## Your goal
Every line below that holds the string "tail" must be copied.

## Referring expression data
┄┄┄┄┄┄

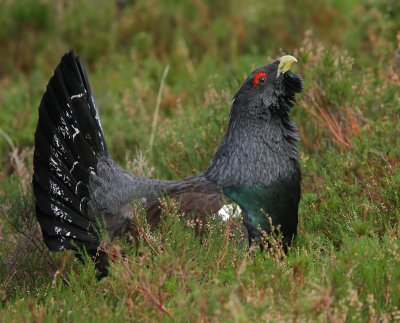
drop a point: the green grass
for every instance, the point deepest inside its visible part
(345, 263)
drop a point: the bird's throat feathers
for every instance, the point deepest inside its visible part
(259, 147)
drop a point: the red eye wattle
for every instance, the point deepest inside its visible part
(259, 78)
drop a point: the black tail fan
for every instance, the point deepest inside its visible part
(68, 142)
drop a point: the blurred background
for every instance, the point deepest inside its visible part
(347, 115)
(345, 48)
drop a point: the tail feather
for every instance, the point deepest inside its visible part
(68, 144)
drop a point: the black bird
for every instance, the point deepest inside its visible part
(77, 185)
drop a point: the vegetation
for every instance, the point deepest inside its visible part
(345, 263)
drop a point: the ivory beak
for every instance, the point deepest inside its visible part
(285, 64)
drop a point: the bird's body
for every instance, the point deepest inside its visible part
(77, 185)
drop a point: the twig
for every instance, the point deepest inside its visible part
(157, 109)
(7, 138)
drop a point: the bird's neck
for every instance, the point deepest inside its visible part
(255, 151)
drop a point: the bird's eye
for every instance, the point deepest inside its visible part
(259, 78)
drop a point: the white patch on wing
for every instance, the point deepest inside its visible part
(229, 210)
(76, 132)
(60, 213)
(73, 165)
(79, 95)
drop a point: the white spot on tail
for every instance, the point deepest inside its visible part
(73, 165)
(79, 95)
(229, 210)
(76, 132)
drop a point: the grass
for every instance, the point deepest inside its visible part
(345, 263)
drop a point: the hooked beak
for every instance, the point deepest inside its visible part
(285, 64)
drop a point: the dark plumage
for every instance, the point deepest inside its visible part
(78, 187)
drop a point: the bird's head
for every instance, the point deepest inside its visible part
(268, 88)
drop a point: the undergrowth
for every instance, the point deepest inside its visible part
(345, 262)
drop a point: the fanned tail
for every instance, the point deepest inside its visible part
(68, 143)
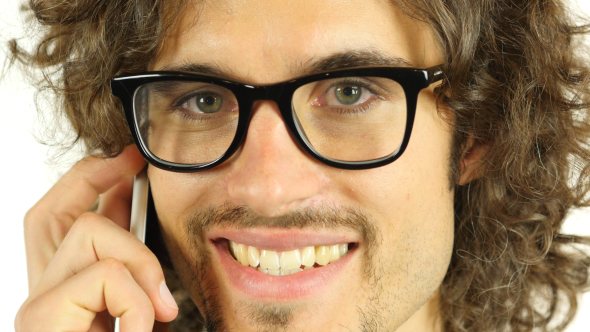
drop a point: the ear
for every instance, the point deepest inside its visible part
(471, 161)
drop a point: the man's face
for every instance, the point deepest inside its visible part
(396, 220)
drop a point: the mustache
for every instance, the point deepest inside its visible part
(242, 217)
(322, 217)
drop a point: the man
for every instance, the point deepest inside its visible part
(297, 192)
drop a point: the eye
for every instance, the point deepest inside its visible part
(348, 94)
(204, 103)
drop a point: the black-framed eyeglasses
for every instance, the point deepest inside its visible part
(356, 118)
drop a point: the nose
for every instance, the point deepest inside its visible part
(270, 174)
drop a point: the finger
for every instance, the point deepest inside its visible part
(47, 223)
(94, 237)
(73, 304)
(115, 204)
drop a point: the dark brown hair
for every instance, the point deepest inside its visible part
(516, 84)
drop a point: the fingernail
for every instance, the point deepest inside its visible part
(167, 296)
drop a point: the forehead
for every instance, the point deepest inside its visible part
(265, 41)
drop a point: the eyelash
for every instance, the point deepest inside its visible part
(176, 107)
(359, 110)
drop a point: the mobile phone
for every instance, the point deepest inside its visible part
(139, 205)
(139, 211)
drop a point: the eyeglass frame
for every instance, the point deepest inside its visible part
(412, 81)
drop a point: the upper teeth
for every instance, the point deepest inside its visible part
(286, 262)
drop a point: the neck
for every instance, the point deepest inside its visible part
(426, 319)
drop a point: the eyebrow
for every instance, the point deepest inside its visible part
(340, 60)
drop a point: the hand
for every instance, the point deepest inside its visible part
(85, 267)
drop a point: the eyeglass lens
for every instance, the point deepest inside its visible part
(345, 119)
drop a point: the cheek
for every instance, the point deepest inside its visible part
(178, 195)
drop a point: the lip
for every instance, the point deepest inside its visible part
(279, 239)
(260, 286)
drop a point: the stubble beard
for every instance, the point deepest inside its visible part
(277, 317)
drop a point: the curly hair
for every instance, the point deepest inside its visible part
(517, 84)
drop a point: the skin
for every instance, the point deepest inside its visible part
(408, 203)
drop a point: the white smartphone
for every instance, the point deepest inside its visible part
(139, 204)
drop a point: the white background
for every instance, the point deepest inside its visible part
(24, 182)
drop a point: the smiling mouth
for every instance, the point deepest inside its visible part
(286, 263)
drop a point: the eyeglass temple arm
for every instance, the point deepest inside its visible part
(435, 74)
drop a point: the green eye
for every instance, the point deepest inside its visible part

┄┄┄┄┄┄

## Exercise solution
drop a point: the black tail fan
drop a point: the tail feather
drop a point: the white spot on tail
drop a point: the fanned tail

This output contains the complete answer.